#### What this task involves:
Every picture stays out; everything else in the listing below is to be returned exactly.

#### Task inputs:
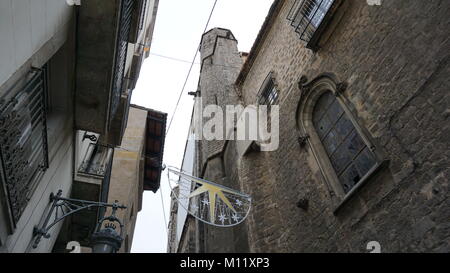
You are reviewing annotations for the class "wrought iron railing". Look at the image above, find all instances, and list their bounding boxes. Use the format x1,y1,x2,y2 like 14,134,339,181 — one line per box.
110,0,135,123
78,143,113,177
0,69,49,225
287,0,335,43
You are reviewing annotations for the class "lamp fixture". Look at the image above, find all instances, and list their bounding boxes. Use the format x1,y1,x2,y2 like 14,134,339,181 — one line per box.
32,190,126,253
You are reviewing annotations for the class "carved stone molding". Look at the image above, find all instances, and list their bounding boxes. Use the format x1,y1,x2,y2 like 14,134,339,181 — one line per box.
335,82,348,96
297,75,310,93
298,135,310,148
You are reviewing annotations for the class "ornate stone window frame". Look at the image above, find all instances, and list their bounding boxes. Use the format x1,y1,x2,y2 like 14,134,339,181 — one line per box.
295,73,387,213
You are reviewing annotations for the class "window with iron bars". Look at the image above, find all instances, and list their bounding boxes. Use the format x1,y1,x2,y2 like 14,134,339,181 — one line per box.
0,69,49,225
258,77,279,108
287,0,335,47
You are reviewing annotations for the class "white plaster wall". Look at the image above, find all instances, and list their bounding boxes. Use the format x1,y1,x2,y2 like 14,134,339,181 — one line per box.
0,0,72,87
0,4,75,250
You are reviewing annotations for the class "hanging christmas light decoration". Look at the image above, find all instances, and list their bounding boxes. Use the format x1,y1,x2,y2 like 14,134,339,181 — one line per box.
166,166,251,227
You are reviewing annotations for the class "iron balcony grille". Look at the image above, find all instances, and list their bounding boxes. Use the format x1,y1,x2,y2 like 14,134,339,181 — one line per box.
110,0,135,123
78,143,113,177
0,70,49,225
287,0,334,43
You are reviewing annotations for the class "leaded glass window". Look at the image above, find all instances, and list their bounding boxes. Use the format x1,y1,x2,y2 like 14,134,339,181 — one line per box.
312,92,377,194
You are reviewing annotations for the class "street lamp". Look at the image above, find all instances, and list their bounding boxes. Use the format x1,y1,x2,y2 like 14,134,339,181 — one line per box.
90,203,124,253
91,225,122,253
33,190,127,253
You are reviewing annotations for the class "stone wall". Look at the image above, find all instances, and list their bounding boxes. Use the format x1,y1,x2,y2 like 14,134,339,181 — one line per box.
235,0,449,252
180,0,449,253
199,28,243,166
167,188,179,253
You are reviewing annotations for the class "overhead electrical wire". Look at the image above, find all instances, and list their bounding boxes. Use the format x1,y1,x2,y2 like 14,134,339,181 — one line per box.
149,52,242,69
165,0,219,136
158,0,220,239
159,183,169,237
149,52,195,64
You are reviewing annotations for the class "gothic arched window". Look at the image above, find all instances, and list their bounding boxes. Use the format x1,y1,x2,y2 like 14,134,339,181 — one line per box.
312,92,377,194
296,74,385,204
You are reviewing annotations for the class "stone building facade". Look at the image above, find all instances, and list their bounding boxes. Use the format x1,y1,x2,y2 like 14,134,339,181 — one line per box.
107,105,167,253
172,0,449,253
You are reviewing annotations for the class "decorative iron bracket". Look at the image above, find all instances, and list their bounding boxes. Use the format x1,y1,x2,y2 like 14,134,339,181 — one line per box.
32,190,126,249
82,132,98,142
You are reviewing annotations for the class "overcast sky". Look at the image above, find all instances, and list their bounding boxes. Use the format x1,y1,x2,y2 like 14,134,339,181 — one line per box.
130,0,274,253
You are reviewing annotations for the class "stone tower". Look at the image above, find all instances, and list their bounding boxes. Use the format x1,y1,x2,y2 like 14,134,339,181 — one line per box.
193,28,249,253
198,28,243,167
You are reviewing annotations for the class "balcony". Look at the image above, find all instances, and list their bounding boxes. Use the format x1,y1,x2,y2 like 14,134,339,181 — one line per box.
0,69,48,228
66,140,114,247
287,0,341,50
78,143,114,177
75,0,146,146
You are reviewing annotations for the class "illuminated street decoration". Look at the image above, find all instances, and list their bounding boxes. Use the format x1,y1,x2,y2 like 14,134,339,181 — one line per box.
167,166,251,227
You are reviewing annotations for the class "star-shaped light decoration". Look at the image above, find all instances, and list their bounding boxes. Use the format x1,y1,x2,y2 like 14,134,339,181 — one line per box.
232,213,240,223
190,203,199,213
189,181,237,222
167,166,252,227
218,213,227,224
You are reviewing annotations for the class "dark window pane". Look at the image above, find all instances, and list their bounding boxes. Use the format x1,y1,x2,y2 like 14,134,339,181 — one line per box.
313,107,326,125
313,92,334,122
323,129,339,155
326,99,344,125
322,91,335,108
330,143,351,174
339,164,360,194
345,131,366,159
335,114,354,140
354,147,377,178
315,116,332,139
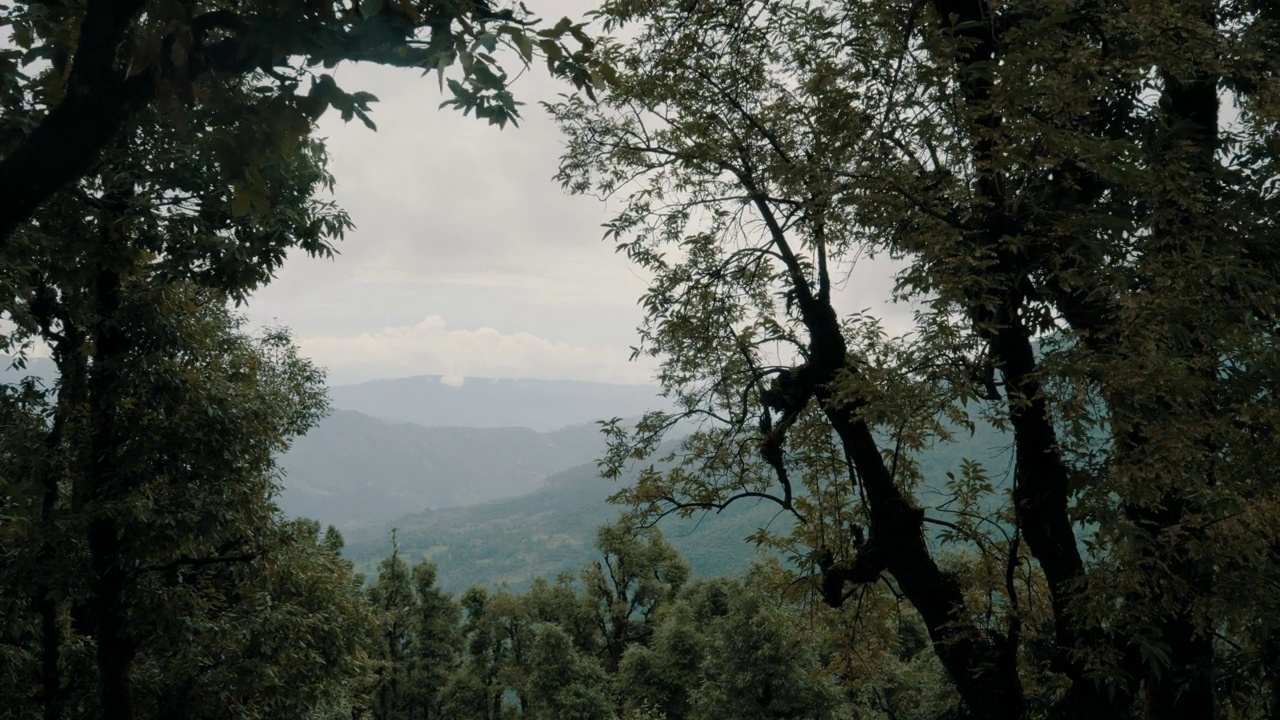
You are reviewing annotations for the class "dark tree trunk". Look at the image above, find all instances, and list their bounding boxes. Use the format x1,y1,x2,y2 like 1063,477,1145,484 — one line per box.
1145,615,1215,720
790,295,1028,719
37,395,67,720
37,307,88,720
0,0,149,245
917,1,1144,715
1137,3,1220,716
38,458,63,720
86,188,139,720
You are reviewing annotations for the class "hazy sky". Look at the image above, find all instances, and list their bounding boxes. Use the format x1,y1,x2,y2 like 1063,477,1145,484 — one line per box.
244,2,905,386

#### Output of the exercise:
You are reviewing annotations for the class "wrought iron railing". Look at the image above, find all instances, and list their bounding boxes. Use the format x1,y1,x2,y2 like 14,134,339,181 — one line per box.
110,0,135,123
78,143,113,177
0,69,49,225
287,0,335,43
You are reviewing annotations for the class "lamp fixture". Look at the image above, find all instances, and list their bounding boxes. Use the format x1,y1,x2,y2 like 14,134,339,181 — one line per box.
32,190,126,253
You are reviewing annotations for the class "carved stone molding". Look at the image above, find all instances, and list their bounding boxes. Use the format x1,y1,x2,y2 like 14,134,339,181 — one line per box.
335,82,348,96
297,75,310,93
298,135,310,148
You are reviewing annotations for the class "ornate stone window frame". Look at the image above, find all instances, and list their bounding boxes. Use the format x1,y1,x2,y2 like 14,134,339,181 — one line per box.
295,73,387,213
You are reviewing annotations for the class "window with iron bars". Look at the image above, find all instances, and list their bounding boxes. Use the format x1,y1,x2,y2 like 14,134,339,181 — one line per box.
0,69,49,225
258,77,279,108
287,0,335,47
You are reviewing annotations for the class "white plaster wall". Look at the image above, find all instances, and list their bounding boxes. Use the format x1,y1,x2,y2 like 14,134,339,181 — one line per box.
0,0,72,87
0,4,75,250
You are reviewing annotations for the class "hanging christmas light decoration". Look at the image above, find all instances, and list their bounding boxes. Use the format x1,y1,x2,y2 like 14,134,339,181 — one line per box.
166,166,251,227
You are reviewing annotations for the class "iron balcony grille". Look at the image above, find all instances, and list their bounding boxes. Use the format x1,y1,x2,y2 like 14,134,339,181 — one line per box.
110,0,135,123
78,143,113,177
0,70,49,225
287,0,334,43
You are reviewing annotations for the class "leaded glass window". Look at the image above, find all instances, and list their bounding boxes. Use the format x1,y1,x2,y2 like 14,134,339,181 — one line per box.
312,92,377,194
You are reviewing annotations for the class "street lamp". Look at the image above, find all instances, and list their bounding boxes. Use the format x1,y1,x2,y2 like 14,134,339,181 — one line per box.
90,203,124,253
91,225,122,253
33,190,127,253
You are reviewing annotations for the class "stone wall". Look at the image above, find all instances, and list their bounding boxes. Use the format x1,y1,x2,y2 like 14,134,339,181 — one line per box.
235,0,449,252
180,0,449,253
199,28,243,166
167,188,179,253
You are reviewing annotations for the class "overhead electrical wire". Look at the image above, find all instances, and list their bounding boxes. Use the format x1,y1,x2,y2 like 14,134,339,181 — one line per box.
149,52,242,69
165,0,219,136
158,0,220,239
159,183,169,237
149,52,195,64
You are reviewing annotations for the class "gothic arched window". Look at the image above, find all instances, and list their bounding boxes. Use the format x1,y1,x2,y2 like 14,134,339,181 — one line per box.
312,92,377,194
296,74,385,204
You are reviewing annotations for the class "stone building facade". Look at the image above, find all instances, and list their bounding boxes. Use the format x1,y1,x2,y2 like 14,134,339,181 — one line per box.
107,105,167,253
172,0,449,253
You are reviewing annotations for the class "decorative iron bracket". Look at the image above, find all instances, and list their bounding boxes. Use the format x1,y1,x2,y2 like 14,134,339,181 — one line per box.
32,190,126,249
82,132,98,142
You are reviewing annotations for the class "overcast sky". Look at the image above, find all instances, and list their bounding boxes. Use the format x1,y1,x2,y2 like 14,134,339,181 — one line per box.
130,0,274,253
You are reviewing annotations for the class "stone tower". Look at the image above, find all instances, and list their bounding boxes. Use the format x1,y1,x2,y2 like 14,134,339,181 — one line per box.
193,28,249,253
198,28,243,167
You are reviewing annotations for the class "balcony". Look at the image above, find all instances, and list their bounding boxes. Use the format x1,y1,x2,y2 like 14,134,339,181 — one line per box.
0,69,48,228
66,140,114,247
287,0,341,50
78,143,114,177
75,0,146,146
You are reviewing annotations for the class "illuminated street decoration". Look at the image above, find all instances, and list their bounding boxes. Use the format x1,y1,x2,y2 like 14,134,339,181 — one line per box.
167,166,251,227
You are reviewing annotations for the class "star-shaped light decoration". Look at the image above, find all instances, and list their bounding boxes. Use the format x1,y1,x2,y2 like 14,134,339,181 — one line per box.
232,213,240,223
190,203,199,213
189,181,237,222
167,166,252,227
218,213,227,224
You are reviewing annotations for the class "dark window pane". Look at the image above, find all instances, and list their bounding boxes. Use the format x1,y1,x2,y2 like 14,134,339,181 — one line per box.
313,107,326,125
313,92,334,122
323,129,339,155
326,99,344,125
322,91,335,108
330,143,351,174
339,164,360,194
345,131,366,159
335,114,354,140
354,147,377,178
315,116,332,139
You are reviewing annotations for the class "dark tree trunk". Look at the image above, find all instances, and list their bounding boxes. Use the format x1,y1,x2,y2 like 1063,477,1145,484 — one line per box.
1145,615,1215,720
790,295,1028,719
37,395,67,720
37,307,88,720
0,0,149,245
917,1,1144,715
1137,3,1220,716
38,458,63,720
86,188,139,720
You are reviewing annotations for the class "hazy sky". Look at the image above, find all instances, and list their bounding boxes. Use the format x1,y1,x2,y2 like 1063,477,1145,484 — one line per box.
244,2,905,386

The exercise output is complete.